Only one stretch of the data is wanted: the line containing "Exercise. Point out the stone staircase", the line containing "Exercise. Point out the dark", and every line between them, copied exactly.

::: TASK INPUT

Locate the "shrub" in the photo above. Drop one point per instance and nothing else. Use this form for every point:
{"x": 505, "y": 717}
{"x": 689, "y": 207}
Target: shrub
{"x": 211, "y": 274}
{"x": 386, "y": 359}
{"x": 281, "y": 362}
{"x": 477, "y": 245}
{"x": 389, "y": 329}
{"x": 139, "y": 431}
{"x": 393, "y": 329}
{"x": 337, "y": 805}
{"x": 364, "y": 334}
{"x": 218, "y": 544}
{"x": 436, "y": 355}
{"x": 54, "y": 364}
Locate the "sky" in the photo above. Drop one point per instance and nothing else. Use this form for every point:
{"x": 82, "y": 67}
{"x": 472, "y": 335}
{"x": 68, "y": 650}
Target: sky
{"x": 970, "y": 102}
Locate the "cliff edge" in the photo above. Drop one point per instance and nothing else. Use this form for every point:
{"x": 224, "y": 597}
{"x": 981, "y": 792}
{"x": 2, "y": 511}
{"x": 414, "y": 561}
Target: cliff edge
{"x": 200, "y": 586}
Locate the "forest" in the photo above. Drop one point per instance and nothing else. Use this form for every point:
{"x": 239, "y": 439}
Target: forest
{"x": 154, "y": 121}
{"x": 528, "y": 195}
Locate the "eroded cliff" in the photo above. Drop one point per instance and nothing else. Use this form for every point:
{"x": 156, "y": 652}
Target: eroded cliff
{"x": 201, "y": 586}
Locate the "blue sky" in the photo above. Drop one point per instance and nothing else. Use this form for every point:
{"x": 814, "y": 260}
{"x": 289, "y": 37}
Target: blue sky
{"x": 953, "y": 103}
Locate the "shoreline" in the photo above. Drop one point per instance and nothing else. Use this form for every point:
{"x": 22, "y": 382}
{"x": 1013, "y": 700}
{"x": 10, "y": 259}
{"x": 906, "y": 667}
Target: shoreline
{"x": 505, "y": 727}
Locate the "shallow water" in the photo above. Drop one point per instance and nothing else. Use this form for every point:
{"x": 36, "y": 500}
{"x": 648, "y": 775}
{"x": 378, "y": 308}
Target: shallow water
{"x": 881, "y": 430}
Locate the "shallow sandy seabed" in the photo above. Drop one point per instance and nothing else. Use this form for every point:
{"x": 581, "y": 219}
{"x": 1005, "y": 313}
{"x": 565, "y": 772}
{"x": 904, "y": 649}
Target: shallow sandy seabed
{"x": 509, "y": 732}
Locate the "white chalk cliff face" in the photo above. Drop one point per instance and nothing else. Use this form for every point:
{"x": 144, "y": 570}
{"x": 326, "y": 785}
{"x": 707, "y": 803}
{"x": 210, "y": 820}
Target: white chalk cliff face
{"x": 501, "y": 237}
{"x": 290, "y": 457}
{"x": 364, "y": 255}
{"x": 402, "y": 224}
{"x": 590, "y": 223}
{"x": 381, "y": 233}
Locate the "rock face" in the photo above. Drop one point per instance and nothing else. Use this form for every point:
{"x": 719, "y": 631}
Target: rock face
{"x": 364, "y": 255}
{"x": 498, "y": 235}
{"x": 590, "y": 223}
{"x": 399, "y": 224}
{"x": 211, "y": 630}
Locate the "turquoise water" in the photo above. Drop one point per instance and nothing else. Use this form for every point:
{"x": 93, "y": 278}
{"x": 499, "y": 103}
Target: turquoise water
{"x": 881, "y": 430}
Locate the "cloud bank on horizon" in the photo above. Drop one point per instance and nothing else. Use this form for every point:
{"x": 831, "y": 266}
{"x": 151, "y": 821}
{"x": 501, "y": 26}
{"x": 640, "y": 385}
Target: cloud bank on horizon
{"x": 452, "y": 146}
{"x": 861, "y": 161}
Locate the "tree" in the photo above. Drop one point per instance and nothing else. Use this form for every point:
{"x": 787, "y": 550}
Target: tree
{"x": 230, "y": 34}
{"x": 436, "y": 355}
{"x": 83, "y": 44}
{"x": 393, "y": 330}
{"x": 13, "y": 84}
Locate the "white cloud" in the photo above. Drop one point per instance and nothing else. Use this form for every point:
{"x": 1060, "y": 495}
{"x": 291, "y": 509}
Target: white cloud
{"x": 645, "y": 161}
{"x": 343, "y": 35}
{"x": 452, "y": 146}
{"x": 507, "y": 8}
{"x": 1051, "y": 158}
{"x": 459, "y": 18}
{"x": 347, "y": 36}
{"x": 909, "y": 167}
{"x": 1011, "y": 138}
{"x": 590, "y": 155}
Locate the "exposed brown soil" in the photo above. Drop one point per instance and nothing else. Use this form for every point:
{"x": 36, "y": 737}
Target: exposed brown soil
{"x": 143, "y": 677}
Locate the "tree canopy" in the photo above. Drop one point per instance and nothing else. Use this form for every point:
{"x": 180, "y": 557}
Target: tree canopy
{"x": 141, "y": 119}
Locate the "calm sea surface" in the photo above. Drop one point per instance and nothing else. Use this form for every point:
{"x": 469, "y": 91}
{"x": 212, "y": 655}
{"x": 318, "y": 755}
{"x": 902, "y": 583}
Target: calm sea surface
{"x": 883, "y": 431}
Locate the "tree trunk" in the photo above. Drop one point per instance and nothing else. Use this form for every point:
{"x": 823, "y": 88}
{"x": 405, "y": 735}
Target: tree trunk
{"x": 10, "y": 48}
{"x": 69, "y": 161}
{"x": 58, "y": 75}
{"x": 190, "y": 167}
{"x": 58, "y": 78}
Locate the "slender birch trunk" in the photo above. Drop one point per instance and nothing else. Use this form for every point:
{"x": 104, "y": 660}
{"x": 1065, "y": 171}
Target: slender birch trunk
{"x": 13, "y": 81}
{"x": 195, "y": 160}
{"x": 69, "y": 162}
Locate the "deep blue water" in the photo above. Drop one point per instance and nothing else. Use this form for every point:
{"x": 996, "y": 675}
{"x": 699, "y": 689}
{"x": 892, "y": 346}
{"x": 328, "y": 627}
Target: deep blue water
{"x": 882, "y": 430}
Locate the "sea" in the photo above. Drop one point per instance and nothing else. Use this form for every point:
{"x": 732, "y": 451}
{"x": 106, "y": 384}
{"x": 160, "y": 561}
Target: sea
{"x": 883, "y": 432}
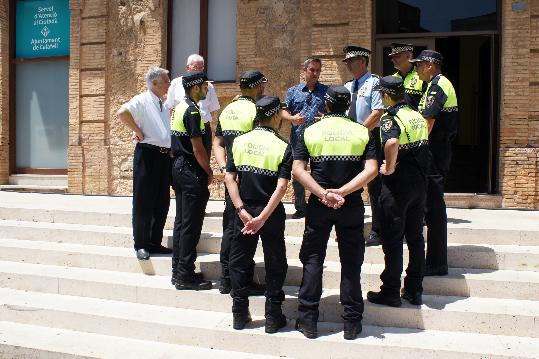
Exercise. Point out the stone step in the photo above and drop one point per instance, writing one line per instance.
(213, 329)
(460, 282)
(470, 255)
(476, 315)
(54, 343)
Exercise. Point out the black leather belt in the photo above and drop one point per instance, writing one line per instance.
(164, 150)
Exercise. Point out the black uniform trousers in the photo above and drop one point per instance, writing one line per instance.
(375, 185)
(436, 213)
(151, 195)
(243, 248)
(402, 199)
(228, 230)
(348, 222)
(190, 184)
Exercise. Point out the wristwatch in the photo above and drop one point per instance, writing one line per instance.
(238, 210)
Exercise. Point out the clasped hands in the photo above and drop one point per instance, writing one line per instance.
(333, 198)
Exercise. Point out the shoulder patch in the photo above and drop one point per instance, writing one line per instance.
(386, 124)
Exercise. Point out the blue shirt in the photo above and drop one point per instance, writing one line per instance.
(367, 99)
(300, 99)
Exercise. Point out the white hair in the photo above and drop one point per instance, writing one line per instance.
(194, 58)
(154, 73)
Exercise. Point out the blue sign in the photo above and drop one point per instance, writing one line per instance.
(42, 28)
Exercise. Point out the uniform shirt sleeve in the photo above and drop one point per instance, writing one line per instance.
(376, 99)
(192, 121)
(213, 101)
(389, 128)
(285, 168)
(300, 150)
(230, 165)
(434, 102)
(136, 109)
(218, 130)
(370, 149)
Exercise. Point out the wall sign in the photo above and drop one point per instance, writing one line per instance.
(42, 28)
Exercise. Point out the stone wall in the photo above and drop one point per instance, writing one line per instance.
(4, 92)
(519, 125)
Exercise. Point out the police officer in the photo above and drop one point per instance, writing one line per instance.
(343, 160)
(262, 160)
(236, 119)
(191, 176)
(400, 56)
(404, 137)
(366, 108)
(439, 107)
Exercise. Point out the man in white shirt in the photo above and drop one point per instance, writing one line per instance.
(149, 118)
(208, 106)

::::::
::: TASK INPUT

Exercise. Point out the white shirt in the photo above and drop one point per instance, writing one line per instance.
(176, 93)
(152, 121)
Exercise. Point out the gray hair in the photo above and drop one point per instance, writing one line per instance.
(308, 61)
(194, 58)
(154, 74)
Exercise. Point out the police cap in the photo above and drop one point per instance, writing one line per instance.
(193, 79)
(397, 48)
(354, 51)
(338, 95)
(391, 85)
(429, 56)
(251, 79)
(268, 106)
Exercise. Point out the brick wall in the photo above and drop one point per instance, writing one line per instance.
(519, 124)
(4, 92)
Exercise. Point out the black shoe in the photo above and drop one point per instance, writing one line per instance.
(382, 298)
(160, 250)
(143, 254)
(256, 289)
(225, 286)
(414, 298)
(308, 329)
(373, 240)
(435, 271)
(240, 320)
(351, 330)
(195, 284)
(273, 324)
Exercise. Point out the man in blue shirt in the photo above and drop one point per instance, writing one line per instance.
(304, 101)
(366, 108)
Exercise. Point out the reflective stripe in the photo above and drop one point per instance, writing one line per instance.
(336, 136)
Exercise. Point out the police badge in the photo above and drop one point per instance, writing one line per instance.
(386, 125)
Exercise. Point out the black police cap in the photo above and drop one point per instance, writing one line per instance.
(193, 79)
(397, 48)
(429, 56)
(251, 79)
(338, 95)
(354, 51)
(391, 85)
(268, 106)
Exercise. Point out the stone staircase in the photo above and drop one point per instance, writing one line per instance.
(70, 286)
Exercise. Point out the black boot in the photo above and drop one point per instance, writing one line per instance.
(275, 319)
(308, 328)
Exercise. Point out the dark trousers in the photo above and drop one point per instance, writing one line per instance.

::::::

SOLVED PROBLEM:
Exercise. Point out the stone staircase in the photo above and drop one point per instance, writing one line per instance.
(70, 286)
Exercise. Point out the black boot in the photo above and drop one point per instance, writing one line per instance.
(275, 319)
(308, 328)
Exercise. Point out the dark trousers in the photo above and drop one point per instance, writing one line per instance.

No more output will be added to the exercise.